- _Article_
»»
At a step 330, a filter is generated in dependence upon the averaged spectral response generated in step 320. In particular, this filter may be generated so as to remove the averaged spectral response (or at least one aspect of the averaged response) from the first HRTF. One example of such a filter is a simple subtraction of the averaged response so as to isolate the response specific to each HRTF. Similarly, a subtraction filter may subtract a scaled (such as sixty or eighty percent) proportion of the average that is calculated in step 320.

At a step 340, the generated filter is applied to the first HRTF, generating a modified HRTF. This modified HRTF may replace the first HRTF in the obtained HRTF dataset, or may be added to a new HRTF dataset so as to preserve the original HRTF dataset during the modification process.

As noted above, the two-dimensional example that is discussed is considered to be exemplary for the sake of clarity of the discussion. In real-world implementations it is expected that three-dimensional HRTFs are used and therefore three-dimensional methods are appropriate. The methods described in this document may be readily adapted for such purposes; for instance, rather than considering a two-dimensional sector a spherical (three-dimensional) sector with a predetermined angular size and an apex at the position of the listener may be used. The size of the spherical sector may be determined freely in each direction as discussed above with reference to the two-dimensional sector.

In either case, it is also considered that non-regular shapes may be used to define a region of proximity for the identified HRTF. For instance, a sector may be defined with curved or otherwise non-linear sides as appropriate. While this may increase the computational complexity, a more specifically prescribed region of proximity may enable the generation of an improved HRTF dataset relative to the use of a method with regular sectors.
««
- _Stated task 1_
In the HRTF passage, what scaled proportions of the average are given as examples for a subtraction filter?
- _Stated task 2_
Carry on the HRTF passage from its last sentence.
The data comes from a source unrelated to the HRTF passage.

- _Supplied material_
»»
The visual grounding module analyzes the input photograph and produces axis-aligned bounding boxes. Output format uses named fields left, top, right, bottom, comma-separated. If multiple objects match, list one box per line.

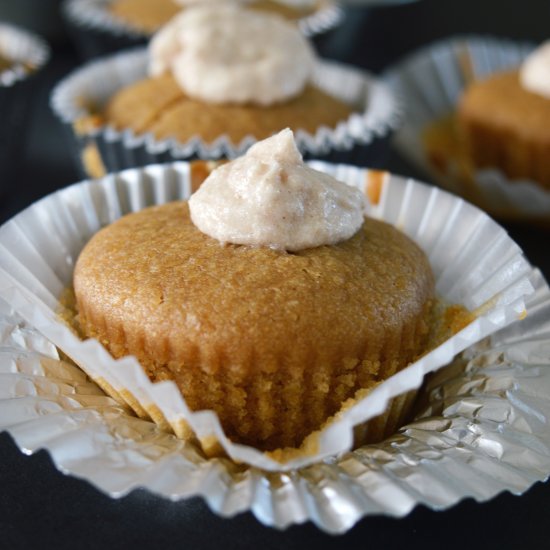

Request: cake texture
««
- _Expected output 1_
Sixty or eighty percent.

- _Expected output 2_
In summary, the method of FIG. 3 may be considered to be a zonal transfer function equalisation to be used for one or responses of HRTFs in an HRTF dataset. This method serves to reduce or entirely remove the average response of the HRTFs from each HRTF on an HRTF-specific basis (that is to say that it is expected that each HRTF is modified in a different manner due to the identification of different surrounding HRTFs). This has the effect of removing (or at least reducing) the contribution of general timbral changes to each of the HRTFs. As noted above, the modified HRTFs may be used directly for audio reproduction or may be modified further to alter one or more characteristics; in some embodiments, this may include the implementation of a desired timbre for example.

While such a method may be considered to be more appropriate for modifying ipsilateral responses, this is not an exclusive feature. That is to say that the method of claim 3 may be applied equally to modify both ipsilateral responses and/or contralateral responses as desired.

Alternatively, or in addition, different processing may be performed so as to improve the contralateral response. An example of such processing is shown in FIG. 6, which schematically illustrates a method for generating one or more HRTFs for an HRTF dataset. This method may be used in conjunction with the method of FIG. 3 as appropriate; as noted above the method of FIG. 6 considers the contralateral response aspect of HRTFs, while the method of FIG. 3 may be more effective for use with HRTFs representing an ipsilateral (same side) response.

At a step 600, a first HRTF dataset is obtained along with one or more additional HRTF datasets. These datasets may be obtained from any suitable source; they may be locally stored, for example, or retrieved from an online repository. These HRTF datasets may be generated for any listener and any environment as appropriate; it is considered that any selected HRTF dataset may be appropriate. Of course, HRTF datasets with a greater number of HRTFs may be considered advantageous as may datasets with a known high quality of data (such as those generated by a source with a high standard of recording equipment).

At a step 610, the location of an HRTF within the first HRTF dataset is identified. As the method is intended to be implemented for each of a number of different locations, the selection of an initial HRTF is considered to be a trivial matter.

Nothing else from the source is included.